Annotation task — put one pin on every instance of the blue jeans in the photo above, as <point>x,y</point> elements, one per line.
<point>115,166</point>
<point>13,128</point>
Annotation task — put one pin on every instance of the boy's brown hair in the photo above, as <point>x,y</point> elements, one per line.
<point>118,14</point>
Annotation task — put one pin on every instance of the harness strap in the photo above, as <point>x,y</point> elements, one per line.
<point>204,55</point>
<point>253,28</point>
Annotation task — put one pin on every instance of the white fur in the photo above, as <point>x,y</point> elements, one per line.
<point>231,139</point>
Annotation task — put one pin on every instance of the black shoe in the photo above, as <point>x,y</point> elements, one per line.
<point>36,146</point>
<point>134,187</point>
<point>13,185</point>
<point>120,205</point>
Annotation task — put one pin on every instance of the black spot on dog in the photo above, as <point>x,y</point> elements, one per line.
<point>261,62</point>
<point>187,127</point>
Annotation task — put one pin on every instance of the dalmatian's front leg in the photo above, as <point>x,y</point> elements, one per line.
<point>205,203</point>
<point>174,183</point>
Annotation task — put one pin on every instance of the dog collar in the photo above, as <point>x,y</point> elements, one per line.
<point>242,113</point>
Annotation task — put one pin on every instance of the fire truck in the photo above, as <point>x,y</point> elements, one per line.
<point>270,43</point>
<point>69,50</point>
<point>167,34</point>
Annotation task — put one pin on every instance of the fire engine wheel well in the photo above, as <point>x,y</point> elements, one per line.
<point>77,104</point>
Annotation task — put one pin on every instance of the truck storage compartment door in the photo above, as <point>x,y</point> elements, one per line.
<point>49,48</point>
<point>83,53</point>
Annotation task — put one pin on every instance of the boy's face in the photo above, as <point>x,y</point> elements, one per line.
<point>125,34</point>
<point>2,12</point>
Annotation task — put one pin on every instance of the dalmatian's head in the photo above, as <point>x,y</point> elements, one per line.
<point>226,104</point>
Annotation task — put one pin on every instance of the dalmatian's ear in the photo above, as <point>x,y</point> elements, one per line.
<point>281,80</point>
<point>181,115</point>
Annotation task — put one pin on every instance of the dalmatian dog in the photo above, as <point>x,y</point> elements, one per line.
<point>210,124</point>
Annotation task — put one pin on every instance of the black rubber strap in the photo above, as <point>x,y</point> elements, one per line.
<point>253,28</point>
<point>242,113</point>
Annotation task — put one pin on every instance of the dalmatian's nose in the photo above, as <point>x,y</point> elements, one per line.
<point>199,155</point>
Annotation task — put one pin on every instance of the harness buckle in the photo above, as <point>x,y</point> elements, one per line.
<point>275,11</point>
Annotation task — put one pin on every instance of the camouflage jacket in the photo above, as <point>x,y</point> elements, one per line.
————
__What is being asked__. Lay out every line of the listing above as a numbered list, omitting blank lines.

__Result of this exercise__.
1. Annotation task — put one pin on every instance of the blue jeans in the photo above, as <point>x,y</point> elements, one per line.
2. <point>115,166</point>
3. <point>13,128</point>
4. Annotation task — put one pin on every instance of the boy's brown hair in the photo above, as <point>x,y</point> elements, one per line.
5. <point>118,14</point>
6. Annotation task — put one pin on every instance of the harness strap in the photo above, as <point>x,y</point> elements, one per line.
7. <point>204,55</point>
8. <point>253,28</point>
9. Annotation task — put one pin on every instance of the white fur in the photo above, as <point>x,y</point> elements, one per line.
10. <point>231,139</point>
11. Annotation task — put one pin on every instance of the black shoe in the photo above, as <point>x,y</point> elements, one per line.
12. <point>36,146</point>
13. <point>134,187</point>
14. <point>13,185</point>
15. <point>120,205</point>
16. Annotation task — put one pin on every instance of the black spot on dog in the photo above, as <point>x,y</point> elements, one per line.
17. <point>261,62</point>
18. <point>187,127</point>
19. Annotation task — put one pin on every instance of the dalmatian's front leg in the photo above, as <point>x,y</point> elements, one per line.
20. <point>205,203</point>
21. <point>174,183</point>
22. Annotation task — put one pin on every instance of the dog collar in the photo above, as <point>x,y</point> elements, one per line.
23. <point>242,113</point>
24. Annotation task — put one pin on every instance of the fire truck in the photo above, as <point>x,y</point> elements, one per line.
25. <point>270,43</point>
26. <point>69,50</point>
27. <point>167,34</point>
28. Annotation task — put one pin on every instance of the fire engine wheel well in the photo above, as <point>x,y</point> elements, one per line.
29. <point>77,104</point>
30. Annotation task — put one pin on every instance of the truck storage compartment door in the photo above, as <point>x,y</point> elements, one per line.
31. <point>49,48</point>
32. <point>83,53</point>
33. Annotation task — put one pin on every instance of the boy's face in the photo above, as <point>x,y</point> elements, one per line.
34. <point>125,34</point>
35. <point>2,12</point>
36. Annotation task — put one pin on every instance of the dalmatian's head in the photo above, as <point>x,y</point> elements, one per line.
37. <point>226,104</point>
38. Annotation task — put one pin on every instance of the dalmatian's ear in the photo above, as <point>x,y</point> elements, one per line.
39. <point>281,80</point>
40. <point>181,115</point>
41. Annotation task — put one pin on every instance of the dalmatian dog in the photo above, as <point>x,y</point> elements, one per line.
42. <point>210,124</point>
43. Annotation task — put one pin on every instance of the black rubber strap in the photo above, as <point>x,y</point> elements, one per line.
44. <point>253,28</point>
45. <point>242,113</point>
46. Annotation task — put one pin on every instance of the dalmatian's nose in the photo above, as <point>x,y</point> elements, one per line.
47. <point>199,155</point>
48. Annotation task — put one pin on every instance of the harness buckle in the photo above, as <point>x,y</point> elements, one per line.
49. <point>275,11</point>
50. Annotation task — put one pin on every instance of the camouflage jacket in the photo above, as <point>x,y</point> elements, one per line.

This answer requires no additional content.